----- EXTRACT TO READ -----
Search The Line of Best Fit
Search The Line of Best Fit

Surrender to the Damascene wedding: Omar Souleyman live in London

18 March 2016, 12:03 | Written by Chris Shipman

It reads like a film script: word reaches a Seattle record exec of a Syrian wedding singer - and veteran of some 500 live and studio recordings - whose stellar live show fusing Arabic folk and western dance music has to be seen to be believed. The wedding singer signs a deal. His debut record in the West is engineered by a legendary producer (Four Tet) and his live shows send audiences wild from Manchester to Melbourne.

All the while, a tragic civil war rages in his home country and his home town comes under the control of militants, causing thousands to flee. The wedding singer is now in touring exile, packing clubs around the world, but unable to return home. Such is the story of Omar Souleyman, who tonight (16 March) returns to London at Koko with his amped-up Middle-Eastern turbo-folk.
----- RECORDS PROVIDED -----
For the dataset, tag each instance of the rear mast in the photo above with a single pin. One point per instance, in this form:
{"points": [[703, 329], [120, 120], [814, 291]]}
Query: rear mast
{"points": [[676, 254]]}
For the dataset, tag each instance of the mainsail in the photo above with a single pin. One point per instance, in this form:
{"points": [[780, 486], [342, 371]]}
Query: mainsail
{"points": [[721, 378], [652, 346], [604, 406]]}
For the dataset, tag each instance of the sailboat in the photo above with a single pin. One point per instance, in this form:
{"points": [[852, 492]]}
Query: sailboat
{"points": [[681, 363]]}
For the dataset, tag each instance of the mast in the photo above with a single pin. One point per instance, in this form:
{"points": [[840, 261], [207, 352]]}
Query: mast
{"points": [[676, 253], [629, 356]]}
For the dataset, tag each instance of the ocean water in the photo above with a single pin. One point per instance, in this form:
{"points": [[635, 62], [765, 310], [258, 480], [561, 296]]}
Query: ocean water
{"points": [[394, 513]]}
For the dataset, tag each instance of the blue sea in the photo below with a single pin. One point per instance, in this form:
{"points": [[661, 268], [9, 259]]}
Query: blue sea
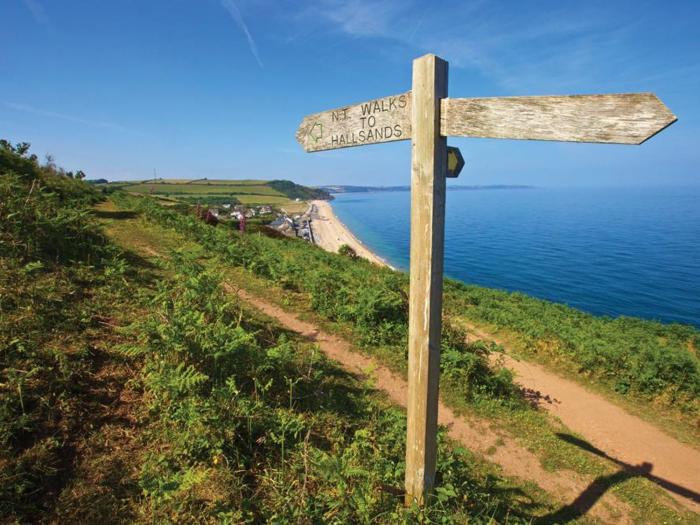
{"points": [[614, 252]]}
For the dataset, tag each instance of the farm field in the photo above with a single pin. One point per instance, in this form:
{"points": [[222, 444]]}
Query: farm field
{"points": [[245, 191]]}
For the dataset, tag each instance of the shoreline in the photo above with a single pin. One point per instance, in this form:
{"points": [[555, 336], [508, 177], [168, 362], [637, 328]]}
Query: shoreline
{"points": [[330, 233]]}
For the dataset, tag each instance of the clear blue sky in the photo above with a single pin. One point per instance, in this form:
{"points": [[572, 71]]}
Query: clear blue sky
-----
----- RECORDS PROVIDED -----
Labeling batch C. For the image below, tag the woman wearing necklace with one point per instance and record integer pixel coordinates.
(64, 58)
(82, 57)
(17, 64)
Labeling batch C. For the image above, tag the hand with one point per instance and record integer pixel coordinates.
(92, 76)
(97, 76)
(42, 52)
-----
----- RECORDS PROVIDED -----
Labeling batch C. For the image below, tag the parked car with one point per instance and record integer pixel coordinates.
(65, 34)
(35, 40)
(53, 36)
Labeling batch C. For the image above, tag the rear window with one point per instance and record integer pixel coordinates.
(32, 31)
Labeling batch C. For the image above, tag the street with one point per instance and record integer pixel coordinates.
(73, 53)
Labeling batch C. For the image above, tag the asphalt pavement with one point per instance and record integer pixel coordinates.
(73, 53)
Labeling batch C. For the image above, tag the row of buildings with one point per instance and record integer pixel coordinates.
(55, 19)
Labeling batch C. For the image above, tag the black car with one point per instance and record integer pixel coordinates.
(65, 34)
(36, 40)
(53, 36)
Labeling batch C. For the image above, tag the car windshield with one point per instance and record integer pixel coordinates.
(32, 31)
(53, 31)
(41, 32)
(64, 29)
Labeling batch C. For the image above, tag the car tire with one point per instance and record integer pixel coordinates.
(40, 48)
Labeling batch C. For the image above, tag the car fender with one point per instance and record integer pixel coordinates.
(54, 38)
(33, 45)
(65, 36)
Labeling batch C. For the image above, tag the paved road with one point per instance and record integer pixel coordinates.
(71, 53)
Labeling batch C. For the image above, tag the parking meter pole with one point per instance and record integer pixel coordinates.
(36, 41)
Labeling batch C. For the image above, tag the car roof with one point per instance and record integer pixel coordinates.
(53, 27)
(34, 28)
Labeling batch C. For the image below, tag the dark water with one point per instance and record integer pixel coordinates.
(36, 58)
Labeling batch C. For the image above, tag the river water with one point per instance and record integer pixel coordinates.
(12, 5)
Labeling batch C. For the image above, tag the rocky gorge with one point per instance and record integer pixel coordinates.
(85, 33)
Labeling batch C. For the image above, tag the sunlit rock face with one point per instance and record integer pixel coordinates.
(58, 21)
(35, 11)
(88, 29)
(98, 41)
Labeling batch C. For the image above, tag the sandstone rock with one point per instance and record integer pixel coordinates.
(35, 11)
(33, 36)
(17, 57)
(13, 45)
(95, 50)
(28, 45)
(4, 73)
-----
COMPLETE THE FOLLOWING
A. Transcribe the passage from the Omar Souleyman concert review above, starting with "Surrender to the" and going on through "Manchester to Melbourne.".
B. Render this sentence from the Omar Souleyman review into Spanish: "The wedding singer is now in touring exile, packing clubs around the world, but unable to return home."

OUTPUTS FOR THE TASKS
A.
Surrender to the Damascene wedding: Omar Souleyman live in London

18 March 2016, 12:03 | Written by Chris Shipman

It reads like a film script: word reaches a Seattle record exec of a Syrian wedding singer - and veteran of some 500 live and studio recordings - whose stellar live show fusing Arabic folk and western dance music has to be seen to be believed. The wedding singer signs a deal. His debut record in the West is engineered by a legendary producer (Four Tet) and his live shows send audiences wild from Manchester to Melbourne.

B. El cantante de bodas se encuentra ahora en un exilio de gira, llenando clubes por todo el mundo, pero sin poder regresar a casa.